* Material for this exercise *
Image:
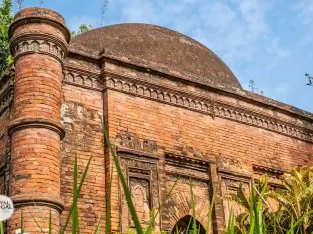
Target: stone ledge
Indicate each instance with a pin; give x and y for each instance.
(38, 199)
(19, 124)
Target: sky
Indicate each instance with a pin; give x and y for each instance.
(268, 41)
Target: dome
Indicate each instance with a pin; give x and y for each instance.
(160, 49)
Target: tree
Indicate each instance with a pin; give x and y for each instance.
(6, 19)
(82, 29)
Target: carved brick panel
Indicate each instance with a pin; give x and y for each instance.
(142, 175)
(130, 140)
(274, 175)
(181, 171)
(206, 106)
(38, 46)
(86, 80)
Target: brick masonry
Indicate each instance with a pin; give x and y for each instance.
(164, 130)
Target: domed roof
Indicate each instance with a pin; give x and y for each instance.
(160, 49)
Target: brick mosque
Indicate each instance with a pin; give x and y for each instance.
(172, 108)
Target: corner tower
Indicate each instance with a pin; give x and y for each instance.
(39, 42)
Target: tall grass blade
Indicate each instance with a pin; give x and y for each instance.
(22, 222)
(300, 220)
(50, 223)
(97, 231)
(74, 216)
(194, 223)
(1, 227)
(108, 210)
(124, 185)
(252, 205)
(36, 222)
(210, 212)
(76, 195)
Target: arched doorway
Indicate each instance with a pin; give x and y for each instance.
(182, 225)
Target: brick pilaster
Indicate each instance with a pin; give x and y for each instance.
(38, 43)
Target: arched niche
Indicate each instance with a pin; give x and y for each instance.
(185, 225)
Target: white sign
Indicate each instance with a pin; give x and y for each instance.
(6, 208)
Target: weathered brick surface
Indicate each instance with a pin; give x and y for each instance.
(192, 134)
(81, 113)
(35, 130)
(4, 138)
(162, 127)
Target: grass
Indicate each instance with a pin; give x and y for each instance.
(256, 223)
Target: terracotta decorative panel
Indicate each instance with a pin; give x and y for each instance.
(142, 175)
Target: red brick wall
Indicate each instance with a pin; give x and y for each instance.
(187, 133)
(4, 138)
(81, 112)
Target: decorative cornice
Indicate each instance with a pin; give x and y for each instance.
(186, 162)
(41, 44)
(83, 79)
(140, 153)
(267, 170)
(19, 124)
(6, 98)
(40, 15)
(37, 199)
(205, 105)
(231, 166)
(130, 140)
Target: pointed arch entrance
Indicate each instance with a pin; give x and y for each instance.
(183, 223)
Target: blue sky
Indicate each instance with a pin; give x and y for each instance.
(269, 41)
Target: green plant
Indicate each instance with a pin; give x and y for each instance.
(294, 213)
(6, 19)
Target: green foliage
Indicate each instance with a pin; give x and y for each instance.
(310, 79)
(82, 29)
(6, 19)
(294, 214)
(294, 211)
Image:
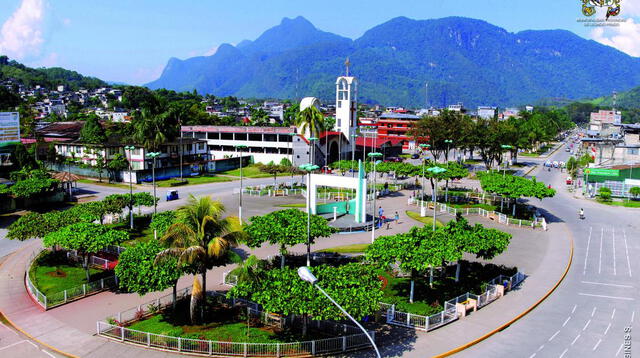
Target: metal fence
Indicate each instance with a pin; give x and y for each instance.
(352, 338)
(52, 300)
(449, 314)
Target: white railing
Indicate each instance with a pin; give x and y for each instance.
(449, 314)
(352, 338)
(55, 299)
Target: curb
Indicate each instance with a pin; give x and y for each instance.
(506, 325)
(27, 334)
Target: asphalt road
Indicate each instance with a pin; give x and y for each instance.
(590, 312)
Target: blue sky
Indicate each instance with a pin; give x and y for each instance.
(131, 41)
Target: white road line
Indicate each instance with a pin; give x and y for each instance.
(600, 258)
(575, 339)
(626, 250)
(606, 284)
(611, 297)
(564, 352)
(614, 250)
(597, 344)
(584, 270)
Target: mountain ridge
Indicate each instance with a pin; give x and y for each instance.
(463, 60)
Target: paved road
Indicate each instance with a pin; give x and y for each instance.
(599, 299)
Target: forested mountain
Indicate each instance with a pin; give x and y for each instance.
(462, 59)
(46, 77)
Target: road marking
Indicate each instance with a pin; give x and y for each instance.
(575, 339)
(584, 270)
(564, 352)
(626, 250)
(600, 259)
(607, 284)
(614, 250)
(597, 344)
(611, 297)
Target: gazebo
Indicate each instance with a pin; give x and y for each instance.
(67, 179)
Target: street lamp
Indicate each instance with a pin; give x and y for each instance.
(154, 155)
(505, 147)
(130, 148)
(306, 275)
(240, 146)
(424, 147)
(373, 156)
(309, 168)
(435, 171)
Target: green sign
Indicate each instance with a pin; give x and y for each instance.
(603, 172)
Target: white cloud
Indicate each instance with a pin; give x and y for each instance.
(21, 36)
(625, 37)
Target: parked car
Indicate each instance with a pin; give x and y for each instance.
(172, 195)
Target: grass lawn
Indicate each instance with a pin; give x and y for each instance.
(428, 301)
(53, 273)
(347, 249)
(221, 324)
(201, 179)
(295, 205)
(427, 220)
(625, 203)
(104, 183)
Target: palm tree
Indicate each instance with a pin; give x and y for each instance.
(201, 237)
(310, 118)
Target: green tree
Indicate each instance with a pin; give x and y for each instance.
(138, 272)
(85, 238)
(201, 238)
(285, 228)
(354, 286)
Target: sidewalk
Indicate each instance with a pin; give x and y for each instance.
(71, 328)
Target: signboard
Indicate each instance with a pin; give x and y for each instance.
(9, 127)
(603, 172)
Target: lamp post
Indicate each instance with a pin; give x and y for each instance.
(435, 171)
(506, 148)
(153, 156)
(305, 274)
(374, 156)
(424, 147)
(130, 148)
(240, 146)
(309, 168)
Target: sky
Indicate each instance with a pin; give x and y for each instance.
(131, 41)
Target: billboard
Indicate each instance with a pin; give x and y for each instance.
(9, 127)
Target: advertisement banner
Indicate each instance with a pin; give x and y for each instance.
(9, 127)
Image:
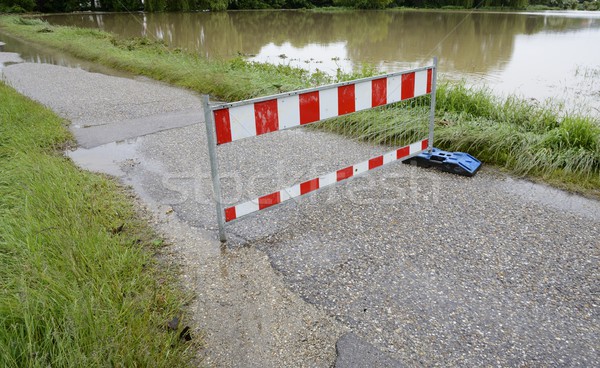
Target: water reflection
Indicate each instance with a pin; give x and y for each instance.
(493, 48)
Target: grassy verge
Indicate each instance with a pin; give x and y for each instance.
(79, 286)
(525, 139)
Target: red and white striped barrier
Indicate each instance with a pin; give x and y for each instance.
(230, 122)
(297, 190)
(264, 115)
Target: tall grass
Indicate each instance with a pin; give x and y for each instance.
(79, 286)
(524, 138)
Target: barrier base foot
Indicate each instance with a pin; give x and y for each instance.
(459, 163)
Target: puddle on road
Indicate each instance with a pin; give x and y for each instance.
(552, 197)
(112, 158)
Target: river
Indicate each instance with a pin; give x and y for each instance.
(541, 56)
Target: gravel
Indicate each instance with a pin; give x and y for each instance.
(431, 269)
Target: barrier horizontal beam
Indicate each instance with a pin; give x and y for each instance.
(246, 208)
(259, 116)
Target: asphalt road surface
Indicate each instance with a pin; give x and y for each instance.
(402, 267)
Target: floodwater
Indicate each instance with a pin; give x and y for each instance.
(535, 55)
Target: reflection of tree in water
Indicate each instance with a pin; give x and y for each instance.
(465, 41)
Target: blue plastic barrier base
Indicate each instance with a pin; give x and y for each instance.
(459, 163)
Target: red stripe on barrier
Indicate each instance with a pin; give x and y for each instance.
(345, 173)
(402, 152)
(309, 107)
(408, 86)
(429, 78)
(222, 126)
(346, 100)
(379, 92)
(230, 214)
(309, 186)
(266, 117)
(375, 162)
(269, 200)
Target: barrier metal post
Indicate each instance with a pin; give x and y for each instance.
(432, 112)
(214, 165)
(230, 122)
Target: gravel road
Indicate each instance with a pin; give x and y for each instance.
(426, 268)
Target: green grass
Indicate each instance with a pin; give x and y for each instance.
(79, 285)
(540, 142)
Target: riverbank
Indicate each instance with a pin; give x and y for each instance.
(533, 140)
(81, 285)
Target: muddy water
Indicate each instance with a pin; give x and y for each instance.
(537, 55)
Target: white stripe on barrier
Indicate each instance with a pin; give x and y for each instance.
(245, 208)
(421, 83)
(259, 116)
(364, 95)
(243, 124)
(328, 103)
(289, 111)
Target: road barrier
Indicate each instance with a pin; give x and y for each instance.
(230, 122)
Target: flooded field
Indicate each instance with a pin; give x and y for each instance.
(536, 55)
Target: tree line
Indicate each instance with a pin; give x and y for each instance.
(53, 6)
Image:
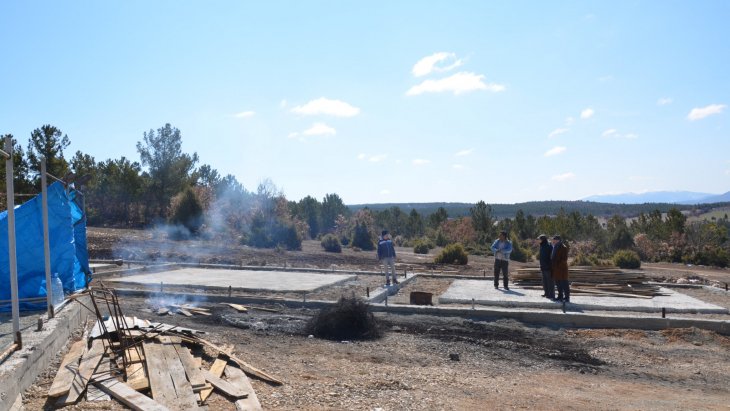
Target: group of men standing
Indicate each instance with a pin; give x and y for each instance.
(553, 263)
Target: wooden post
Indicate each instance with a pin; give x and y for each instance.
(12, 256)
(46, 240)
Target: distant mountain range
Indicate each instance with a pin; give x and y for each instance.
(673, 197)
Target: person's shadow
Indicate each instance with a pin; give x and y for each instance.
(511, 292)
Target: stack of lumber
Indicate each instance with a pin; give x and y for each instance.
(596, 281)
(152, 366)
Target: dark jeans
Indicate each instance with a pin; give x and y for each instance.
(501, 265)
(548, 285)
(563, 289)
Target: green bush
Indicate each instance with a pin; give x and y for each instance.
(452, 254)
(626, 259)
(187, 211)
(362, 239)
(520, 253)
(331, 243)
(420, 247)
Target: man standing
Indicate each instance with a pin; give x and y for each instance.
(501, 248)
(546, 251)
(386, 255)
(559, 268)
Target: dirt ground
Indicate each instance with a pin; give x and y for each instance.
(428, 362)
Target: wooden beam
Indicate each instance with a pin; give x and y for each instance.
(225, 386)
(217, 369)
(129, 397)
(67, 370)
(238, 378)
(89, 362)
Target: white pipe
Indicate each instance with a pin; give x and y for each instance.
(46, 241)
(11, 241)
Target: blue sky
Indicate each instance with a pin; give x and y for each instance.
(388, 101)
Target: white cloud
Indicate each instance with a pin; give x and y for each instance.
(245, 114)
(557, 132)
(613, 133)
(700, 113)
(328, 107)
(609, 132)
(563, 177)
(459, 83)
(320, 129)
(430, 63)
(555, 151)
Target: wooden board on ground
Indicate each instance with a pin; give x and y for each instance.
(225, 386)
(103, 372)
(88, 365)
(68, 369)
(195, 376)
(129, 397)
(217, 369)
(238, 378)
(136, 370)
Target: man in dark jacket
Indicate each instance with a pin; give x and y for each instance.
(559, 268)
(548, 285)
(386, 255)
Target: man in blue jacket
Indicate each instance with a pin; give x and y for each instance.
(386, 255)
(502, 247)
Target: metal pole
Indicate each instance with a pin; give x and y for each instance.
(12, 257)
(46, 241)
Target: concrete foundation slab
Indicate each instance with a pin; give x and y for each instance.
(483, 293)
(280, 281)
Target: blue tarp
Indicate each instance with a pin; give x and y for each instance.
(69, 256)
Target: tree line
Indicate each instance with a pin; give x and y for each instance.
(167, 186)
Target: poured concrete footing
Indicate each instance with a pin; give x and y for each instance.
(18, 371)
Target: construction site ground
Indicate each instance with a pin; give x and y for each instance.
(426, 361)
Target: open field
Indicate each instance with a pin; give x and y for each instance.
(502, 363)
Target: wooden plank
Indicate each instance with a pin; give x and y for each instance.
(129, 397)
(237, 307)
(247, 368)
(88, 365)
(67, 370)
(217, 369)
(195, 376)
(225, 386)
(186, 398)
(103, 372)
(238, 378)
(136, 370)
(163, 391)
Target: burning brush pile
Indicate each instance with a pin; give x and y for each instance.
(151, 366)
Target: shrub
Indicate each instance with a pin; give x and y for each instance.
(349, 319)
(520, 253)
(331, 243)
(420, 247)
(361, 238)
(626, 259)
(452, 254)
(187, 211)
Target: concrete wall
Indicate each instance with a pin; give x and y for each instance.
(19, 371)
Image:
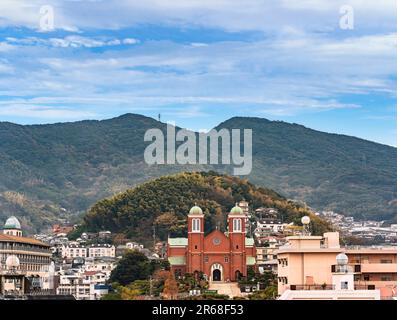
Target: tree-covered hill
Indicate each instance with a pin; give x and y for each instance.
(328, 171)
(166, 201)
(48, 172)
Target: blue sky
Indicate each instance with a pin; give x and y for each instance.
(200, 62)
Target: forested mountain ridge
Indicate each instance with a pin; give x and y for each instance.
(48, 172)
(165, 202)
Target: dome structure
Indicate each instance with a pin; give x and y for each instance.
(342, 259)
(196, 210)
(12, 223)
(236, 210)
(12, 262)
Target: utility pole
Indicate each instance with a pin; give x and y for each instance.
(154, 236)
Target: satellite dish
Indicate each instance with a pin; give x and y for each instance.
(305, 220)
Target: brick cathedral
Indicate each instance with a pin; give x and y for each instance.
(220, 256)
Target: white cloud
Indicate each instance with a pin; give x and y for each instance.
(72, 41)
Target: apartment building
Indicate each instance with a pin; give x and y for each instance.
(308, 262)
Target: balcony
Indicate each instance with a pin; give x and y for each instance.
(378, 267)
(312, 287)
(354, 268)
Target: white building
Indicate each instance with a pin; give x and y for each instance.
(101, 250)
(71, 251)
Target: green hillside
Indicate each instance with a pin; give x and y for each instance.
(48, 172)
(166, 201)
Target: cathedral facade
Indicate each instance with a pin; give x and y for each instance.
(220, 256)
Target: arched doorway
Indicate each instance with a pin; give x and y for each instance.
(216, 272)
(216, 275)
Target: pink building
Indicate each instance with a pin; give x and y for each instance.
(308, 262)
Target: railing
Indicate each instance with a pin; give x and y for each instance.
(364, 287)
(312, 287)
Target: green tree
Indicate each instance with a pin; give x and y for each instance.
(270, 293)
(133, 266)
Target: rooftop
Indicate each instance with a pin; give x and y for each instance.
(5, 238)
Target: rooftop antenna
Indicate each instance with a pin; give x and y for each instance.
(154, 237)
(306, 221)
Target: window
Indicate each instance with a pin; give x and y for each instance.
(237, 225)
(196, 225)
(386, 261)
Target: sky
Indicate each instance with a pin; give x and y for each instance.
(327, 64)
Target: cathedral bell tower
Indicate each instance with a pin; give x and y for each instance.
(195, 248)
(236, 224)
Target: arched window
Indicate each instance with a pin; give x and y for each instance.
(196, 225)
(236, 225)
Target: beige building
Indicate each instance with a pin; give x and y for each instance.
(102, 250)
(308, 262)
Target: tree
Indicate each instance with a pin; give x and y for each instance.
(270, 293)
(170, 291)
(133, 266)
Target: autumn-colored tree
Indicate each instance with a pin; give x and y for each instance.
(119, 239)
(128, 293)
(170, 291)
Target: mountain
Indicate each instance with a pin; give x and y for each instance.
(57, 171)
(166, 201)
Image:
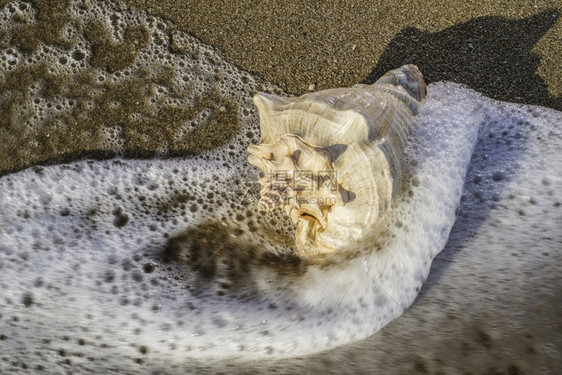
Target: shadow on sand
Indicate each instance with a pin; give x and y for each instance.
(492, 55)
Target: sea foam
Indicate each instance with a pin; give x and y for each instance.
(86, 269)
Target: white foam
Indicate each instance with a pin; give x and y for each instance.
(84, 233)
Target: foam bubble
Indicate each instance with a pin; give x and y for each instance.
(165, 255)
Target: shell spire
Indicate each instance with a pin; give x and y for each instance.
(332, 159)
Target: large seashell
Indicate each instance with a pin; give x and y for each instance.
(332, 158)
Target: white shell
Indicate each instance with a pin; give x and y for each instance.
(332, 158)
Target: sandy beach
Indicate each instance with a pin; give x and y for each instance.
(507, 50)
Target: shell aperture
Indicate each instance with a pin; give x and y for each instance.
(332, 159)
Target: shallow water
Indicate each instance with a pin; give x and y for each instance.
(163, 265)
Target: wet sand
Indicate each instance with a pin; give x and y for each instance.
(507, 50)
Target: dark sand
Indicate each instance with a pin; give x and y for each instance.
(508, 50)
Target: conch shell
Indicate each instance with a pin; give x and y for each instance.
(332, 158)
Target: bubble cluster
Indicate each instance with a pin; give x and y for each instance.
(155, 264)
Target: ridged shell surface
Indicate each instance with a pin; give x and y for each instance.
(332, 159)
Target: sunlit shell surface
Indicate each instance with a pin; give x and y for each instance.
(332, 159)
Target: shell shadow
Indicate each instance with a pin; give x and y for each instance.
(492, 55)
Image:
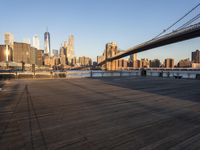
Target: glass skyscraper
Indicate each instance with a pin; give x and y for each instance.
(47, 45)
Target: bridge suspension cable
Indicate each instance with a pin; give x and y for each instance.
(189, 22)
(165, 30)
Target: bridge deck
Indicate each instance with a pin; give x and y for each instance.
(112, 113)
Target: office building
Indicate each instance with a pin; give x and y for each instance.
(155, 63)
(39, 56)
(144, 63)
(21, 52)
(133, 61)
(184, 63)
(33, 55)
(9, 39)
(55, 52)
(169, 63)
(47, 43)
(6, 55)
(85, 61)
(196, 56)
(36, 42)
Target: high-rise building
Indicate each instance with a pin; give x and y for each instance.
(22, 53)
(55, 52)
(3, 56)
(39, 57)
(196, 56)
(27, 41)
(169, 63)
(144, 63)
(36, 42)
(47, 45)
(70, 49)
(184, 63)
(85, 61)
(133, 60)
(9, 39)
(155, 63)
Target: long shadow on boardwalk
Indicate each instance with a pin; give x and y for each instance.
(183, 89)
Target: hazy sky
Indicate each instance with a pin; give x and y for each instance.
(96, 22)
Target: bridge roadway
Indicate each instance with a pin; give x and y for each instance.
(170, 38)
(107, 113)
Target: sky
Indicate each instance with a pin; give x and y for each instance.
(97, 22)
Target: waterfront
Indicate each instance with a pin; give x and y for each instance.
(104, 113)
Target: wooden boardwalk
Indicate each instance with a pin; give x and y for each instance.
(109, 113)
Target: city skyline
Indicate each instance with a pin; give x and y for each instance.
(93, 28)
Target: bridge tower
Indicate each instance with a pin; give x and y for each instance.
(110, 51)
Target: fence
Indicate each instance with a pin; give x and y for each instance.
(191, 74)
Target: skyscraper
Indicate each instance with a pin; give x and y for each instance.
(70, 49)
(169, 63)
(9, 39)
(47, 45)
(36, 42)
(196, 56)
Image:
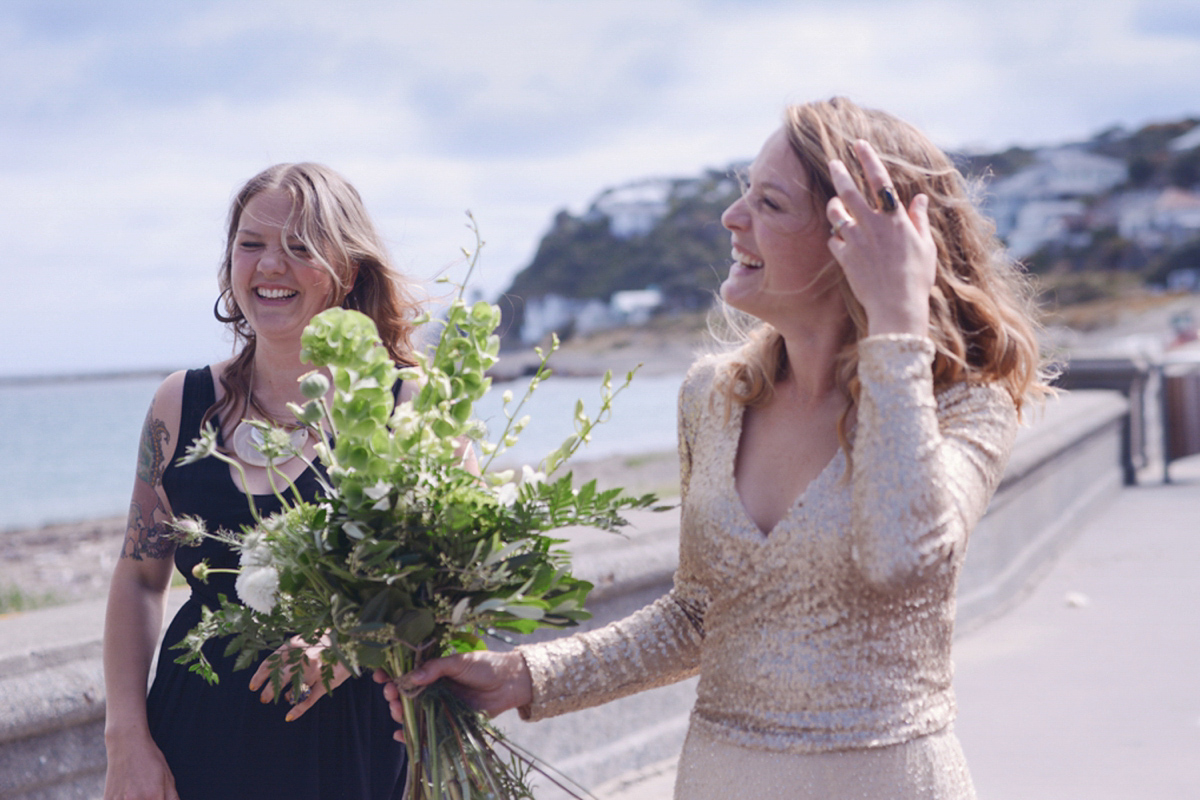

* Given problem *
How many lines in the rows above contain the string "shadow"? Reply with the number alone.

* In response *
4